What you have to do> Pull out every line of the entries below that contains the string "pink", copying each line in full. Case counts.

Rows from a pointing dataset>
↓↓↓
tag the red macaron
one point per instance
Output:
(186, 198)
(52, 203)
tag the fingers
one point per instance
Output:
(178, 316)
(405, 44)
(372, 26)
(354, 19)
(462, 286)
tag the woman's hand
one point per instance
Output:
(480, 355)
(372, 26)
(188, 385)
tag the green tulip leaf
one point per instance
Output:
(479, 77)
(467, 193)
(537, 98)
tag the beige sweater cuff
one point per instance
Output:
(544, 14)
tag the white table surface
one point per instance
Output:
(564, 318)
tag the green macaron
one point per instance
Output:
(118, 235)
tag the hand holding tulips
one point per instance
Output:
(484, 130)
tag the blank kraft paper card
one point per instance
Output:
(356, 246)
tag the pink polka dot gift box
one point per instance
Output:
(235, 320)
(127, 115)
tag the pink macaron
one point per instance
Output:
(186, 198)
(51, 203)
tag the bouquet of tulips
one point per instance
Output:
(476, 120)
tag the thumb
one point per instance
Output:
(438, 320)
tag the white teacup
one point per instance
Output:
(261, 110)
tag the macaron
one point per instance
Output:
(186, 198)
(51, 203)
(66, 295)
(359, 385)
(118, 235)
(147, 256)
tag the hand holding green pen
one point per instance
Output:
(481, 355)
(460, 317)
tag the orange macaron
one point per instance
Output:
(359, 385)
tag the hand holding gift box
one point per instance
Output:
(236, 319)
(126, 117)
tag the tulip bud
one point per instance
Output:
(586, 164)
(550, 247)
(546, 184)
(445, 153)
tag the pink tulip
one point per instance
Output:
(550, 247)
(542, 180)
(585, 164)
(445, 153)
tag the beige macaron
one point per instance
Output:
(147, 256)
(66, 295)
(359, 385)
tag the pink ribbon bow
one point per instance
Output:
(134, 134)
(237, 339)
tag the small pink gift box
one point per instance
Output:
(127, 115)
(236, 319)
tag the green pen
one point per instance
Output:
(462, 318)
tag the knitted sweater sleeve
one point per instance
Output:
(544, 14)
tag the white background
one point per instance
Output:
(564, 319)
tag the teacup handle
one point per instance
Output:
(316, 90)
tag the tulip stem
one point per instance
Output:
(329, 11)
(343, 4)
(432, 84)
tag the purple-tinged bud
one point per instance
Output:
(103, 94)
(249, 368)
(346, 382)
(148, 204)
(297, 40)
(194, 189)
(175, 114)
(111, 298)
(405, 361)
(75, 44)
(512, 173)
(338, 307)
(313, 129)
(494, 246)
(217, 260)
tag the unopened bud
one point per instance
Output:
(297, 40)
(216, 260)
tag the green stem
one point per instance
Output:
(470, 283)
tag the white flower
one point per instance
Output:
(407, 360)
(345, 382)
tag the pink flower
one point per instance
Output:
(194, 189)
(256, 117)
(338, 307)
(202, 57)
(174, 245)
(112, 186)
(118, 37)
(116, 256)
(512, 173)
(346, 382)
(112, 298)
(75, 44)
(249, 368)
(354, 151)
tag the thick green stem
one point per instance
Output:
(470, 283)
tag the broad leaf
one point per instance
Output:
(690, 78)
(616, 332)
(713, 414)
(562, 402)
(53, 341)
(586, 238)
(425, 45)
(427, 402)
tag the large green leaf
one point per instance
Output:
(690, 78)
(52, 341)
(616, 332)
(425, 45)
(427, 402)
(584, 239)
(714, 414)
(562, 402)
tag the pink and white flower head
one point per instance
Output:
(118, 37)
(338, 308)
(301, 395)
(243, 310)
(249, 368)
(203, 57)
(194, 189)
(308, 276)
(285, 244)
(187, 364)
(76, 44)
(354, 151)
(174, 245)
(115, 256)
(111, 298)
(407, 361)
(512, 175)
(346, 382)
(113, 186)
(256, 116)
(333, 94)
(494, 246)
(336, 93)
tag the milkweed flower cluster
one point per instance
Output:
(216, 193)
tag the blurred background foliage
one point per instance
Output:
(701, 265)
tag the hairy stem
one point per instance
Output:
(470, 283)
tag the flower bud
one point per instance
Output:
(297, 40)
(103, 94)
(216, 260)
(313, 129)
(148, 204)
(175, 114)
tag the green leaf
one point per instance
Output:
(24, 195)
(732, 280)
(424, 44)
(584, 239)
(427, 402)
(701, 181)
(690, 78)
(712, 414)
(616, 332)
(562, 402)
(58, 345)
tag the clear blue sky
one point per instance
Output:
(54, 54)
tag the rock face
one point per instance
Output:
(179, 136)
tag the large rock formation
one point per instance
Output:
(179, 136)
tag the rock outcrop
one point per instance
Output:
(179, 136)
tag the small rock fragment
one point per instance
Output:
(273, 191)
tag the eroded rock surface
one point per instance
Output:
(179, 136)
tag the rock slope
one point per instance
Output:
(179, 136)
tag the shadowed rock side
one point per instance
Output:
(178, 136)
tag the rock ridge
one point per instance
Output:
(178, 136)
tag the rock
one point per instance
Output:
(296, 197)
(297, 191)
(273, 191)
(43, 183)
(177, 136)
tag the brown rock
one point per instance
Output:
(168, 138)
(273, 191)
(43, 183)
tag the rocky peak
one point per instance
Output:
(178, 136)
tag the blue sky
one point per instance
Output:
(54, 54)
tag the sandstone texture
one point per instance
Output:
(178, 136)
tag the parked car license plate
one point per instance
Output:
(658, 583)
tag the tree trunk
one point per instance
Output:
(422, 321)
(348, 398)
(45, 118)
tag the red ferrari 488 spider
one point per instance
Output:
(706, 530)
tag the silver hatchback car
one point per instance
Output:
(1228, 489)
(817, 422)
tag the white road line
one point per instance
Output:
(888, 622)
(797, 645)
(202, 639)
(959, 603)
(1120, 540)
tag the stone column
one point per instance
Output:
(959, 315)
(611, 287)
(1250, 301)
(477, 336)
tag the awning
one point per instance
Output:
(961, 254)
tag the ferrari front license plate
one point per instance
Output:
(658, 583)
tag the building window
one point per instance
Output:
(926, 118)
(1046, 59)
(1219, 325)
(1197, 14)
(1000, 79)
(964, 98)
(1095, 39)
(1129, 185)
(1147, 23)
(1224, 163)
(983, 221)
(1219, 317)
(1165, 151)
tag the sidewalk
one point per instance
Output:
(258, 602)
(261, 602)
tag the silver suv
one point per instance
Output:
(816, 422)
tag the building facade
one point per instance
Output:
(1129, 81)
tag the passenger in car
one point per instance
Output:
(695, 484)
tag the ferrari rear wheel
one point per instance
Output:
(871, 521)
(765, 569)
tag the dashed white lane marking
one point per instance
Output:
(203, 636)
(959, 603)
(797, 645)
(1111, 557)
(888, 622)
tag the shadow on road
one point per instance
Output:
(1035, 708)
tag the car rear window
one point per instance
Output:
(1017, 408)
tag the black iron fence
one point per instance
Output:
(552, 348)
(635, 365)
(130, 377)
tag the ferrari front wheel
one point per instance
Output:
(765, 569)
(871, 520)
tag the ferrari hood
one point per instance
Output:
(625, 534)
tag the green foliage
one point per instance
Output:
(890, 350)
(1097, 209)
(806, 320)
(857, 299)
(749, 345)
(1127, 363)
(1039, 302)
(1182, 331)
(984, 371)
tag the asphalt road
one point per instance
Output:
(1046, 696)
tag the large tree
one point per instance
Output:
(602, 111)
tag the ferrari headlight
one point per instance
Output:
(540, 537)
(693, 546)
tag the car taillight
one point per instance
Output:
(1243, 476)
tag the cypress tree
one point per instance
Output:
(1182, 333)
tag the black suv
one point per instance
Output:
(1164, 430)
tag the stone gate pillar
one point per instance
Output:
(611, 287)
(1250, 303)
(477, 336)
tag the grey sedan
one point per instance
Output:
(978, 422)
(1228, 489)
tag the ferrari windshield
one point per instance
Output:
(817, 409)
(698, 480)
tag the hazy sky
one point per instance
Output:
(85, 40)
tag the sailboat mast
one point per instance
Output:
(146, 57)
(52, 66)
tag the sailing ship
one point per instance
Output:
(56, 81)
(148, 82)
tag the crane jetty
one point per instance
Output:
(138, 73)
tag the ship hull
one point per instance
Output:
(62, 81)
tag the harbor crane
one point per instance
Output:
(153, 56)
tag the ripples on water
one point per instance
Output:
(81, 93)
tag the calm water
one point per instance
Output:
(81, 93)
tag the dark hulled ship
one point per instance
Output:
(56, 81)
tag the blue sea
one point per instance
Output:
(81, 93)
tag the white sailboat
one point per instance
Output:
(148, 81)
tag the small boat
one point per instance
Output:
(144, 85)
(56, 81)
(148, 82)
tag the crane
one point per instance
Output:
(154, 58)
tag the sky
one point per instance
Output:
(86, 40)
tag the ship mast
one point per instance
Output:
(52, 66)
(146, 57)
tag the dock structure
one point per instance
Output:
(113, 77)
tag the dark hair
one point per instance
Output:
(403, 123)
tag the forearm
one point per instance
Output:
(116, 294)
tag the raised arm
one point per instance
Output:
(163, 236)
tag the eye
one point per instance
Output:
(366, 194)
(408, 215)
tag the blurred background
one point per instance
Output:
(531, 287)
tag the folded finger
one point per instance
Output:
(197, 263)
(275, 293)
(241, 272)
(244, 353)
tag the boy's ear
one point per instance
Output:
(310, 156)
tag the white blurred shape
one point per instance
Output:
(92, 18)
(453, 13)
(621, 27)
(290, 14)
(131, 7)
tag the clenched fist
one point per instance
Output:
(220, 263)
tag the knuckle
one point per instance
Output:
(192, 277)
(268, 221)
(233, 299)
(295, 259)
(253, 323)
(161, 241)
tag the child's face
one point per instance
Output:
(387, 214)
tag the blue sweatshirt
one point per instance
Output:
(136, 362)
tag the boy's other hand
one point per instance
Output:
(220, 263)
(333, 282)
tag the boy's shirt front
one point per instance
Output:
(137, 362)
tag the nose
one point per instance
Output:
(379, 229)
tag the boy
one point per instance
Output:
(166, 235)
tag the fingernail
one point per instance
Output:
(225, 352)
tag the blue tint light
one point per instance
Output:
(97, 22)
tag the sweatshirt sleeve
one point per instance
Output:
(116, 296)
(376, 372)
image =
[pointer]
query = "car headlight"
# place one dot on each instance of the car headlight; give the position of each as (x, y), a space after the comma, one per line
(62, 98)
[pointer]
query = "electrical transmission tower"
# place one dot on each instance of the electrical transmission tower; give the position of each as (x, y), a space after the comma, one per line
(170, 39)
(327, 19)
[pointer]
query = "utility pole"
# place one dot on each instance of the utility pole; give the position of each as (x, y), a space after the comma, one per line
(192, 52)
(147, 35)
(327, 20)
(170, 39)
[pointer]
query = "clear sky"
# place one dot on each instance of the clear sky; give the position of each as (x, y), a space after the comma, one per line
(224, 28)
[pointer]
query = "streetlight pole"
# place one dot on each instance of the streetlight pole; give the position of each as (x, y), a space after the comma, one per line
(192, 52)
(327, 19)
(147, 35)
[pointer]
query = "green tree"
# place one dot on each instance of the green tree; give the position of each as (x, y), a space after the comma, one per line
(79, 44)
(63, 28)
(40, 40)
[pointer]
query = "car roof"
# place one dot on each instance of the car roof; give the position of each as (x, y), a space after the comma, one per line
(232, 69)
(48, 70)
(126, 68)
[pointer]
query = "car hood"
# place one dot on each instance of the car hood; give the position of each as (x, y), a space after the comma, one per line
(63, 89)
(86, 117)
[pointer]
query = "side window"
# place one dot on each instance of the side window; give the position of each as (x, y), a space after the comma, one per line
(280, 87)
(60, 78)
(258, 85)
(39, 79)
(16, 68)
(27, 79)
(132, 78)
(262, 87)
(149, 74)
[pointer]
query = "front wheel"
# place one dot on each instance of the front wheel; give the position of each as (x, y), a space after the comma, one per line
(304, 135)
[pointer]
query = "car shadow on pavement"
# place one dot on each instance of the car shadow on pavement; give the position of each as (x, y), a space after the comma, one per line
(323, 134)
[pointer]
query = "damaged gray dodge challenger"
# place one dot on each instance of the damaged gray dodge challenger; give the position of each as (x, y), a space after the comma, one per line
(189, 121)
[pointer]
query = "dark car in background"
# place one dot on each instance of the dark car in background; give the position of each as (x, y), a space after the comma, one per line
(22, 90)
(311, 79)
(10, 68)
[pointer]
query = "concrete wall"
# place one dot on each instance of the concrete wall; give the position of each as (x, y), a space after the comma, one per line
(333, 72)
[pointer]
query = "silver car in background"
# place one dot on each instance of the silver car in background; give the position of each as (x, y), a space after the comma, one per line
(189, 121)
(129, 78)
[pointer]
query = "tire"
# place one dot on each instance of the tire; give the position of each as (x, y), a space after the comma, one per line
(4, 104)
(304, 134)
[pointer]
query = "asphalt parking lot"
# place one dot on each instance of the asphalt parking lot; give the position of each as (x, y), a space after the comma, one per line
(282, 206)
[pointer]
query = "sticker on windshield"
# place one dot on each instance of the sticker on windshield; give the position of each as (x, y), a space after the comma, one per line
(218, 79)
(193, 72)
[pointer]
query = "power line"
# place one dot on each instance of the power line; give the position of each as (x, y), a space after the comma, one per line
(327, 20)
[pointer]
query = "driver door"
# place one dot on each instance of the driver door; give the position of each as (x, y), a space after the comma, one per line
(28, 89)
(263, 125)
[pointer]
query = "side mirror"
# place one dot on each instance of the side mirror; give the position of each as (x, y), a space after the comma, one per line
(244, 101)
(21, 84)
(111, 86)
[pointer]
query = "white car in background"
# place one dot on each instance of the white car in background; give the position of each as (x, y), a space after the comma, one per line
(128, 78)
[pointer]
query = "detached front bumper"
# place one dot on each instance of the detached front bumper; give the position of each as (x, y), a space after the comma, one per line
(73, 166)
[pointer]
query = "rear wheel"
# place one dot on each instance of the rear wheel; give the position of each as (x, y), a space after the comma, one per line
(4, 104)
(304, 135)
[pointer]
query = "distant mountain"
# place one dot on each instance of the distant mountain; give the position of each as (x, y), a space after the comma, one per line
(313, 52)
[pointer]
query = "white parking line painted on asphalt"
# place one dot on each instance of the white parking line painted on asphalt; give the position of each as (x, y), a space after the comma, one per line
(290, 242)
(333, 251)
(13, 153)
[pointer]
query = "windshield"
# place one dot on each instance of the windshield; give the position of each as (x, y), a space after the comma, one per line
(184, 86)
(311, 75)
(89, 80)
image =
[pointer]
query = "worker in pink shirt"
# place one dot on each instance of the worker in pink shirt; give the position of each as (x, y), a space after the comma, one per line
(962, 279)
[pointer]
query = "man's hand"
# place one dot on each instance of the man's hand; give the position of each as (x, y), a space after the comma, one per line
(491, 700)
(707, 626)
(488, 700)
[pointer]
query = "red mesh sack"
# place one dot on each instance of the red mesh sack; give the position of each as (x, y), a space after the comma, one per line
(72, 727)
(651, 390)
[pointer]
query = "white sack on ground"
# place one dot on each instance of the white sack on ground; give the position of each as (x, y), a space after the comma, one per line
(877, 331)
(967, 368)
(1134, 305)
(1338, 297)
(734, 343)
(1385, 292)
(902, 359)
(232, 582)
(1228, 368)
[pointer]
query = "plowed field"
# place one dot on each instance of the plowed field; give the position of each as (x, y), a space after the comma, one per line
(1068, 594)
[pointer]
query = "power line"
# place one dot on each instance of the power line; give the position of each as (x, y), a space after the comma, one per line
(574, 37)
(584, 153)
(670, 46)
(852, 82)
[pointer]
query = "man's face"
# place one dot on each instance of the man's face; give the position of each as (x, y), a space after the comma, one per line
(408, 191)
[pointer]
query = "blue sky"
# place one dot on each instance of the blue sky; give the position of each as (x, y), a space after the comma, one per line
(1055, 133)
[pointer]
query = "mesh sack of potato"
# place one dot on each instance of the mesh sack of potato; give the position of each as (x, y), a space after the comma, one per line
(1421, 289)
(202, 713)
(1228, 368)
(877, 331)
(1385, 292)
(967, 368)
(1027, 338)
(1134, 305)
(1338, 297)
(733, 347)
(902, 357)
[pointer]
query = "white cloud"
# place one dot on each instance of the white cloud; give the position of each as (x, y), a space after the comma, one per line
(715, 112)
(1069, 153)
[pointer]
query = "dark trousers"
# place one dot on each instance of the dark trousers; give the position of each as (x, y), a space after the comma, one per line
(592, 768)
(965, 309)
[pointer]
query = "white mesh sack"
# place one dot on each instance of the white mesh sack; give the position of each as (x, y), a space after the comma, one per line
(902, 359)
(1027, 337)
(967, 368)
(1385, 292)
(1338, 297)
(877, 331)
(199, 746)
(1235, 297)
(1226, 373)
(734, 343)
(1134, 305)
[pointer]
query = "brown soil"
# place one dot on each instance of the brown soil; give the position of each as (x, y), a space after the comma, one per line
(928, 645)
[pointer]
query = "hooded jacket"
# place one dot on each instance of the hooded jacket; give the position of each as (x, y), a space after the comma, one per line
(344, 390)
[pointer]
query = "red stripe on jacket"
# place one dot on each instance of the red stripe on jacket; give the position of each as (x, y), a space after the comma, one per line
↑↑↑
Task response>
tag the pink polka dot gift box
tag the pink macaron
tag the pink tulip
tag the pink ribbon bow
tag the small pink gift box
tag the pink flower
tag the pink and white flower head
query = "worker in pink shirt"
# place one dot on each instance of the worker in pink shirt; give the position of each as (x, y), a space after the comma, one per line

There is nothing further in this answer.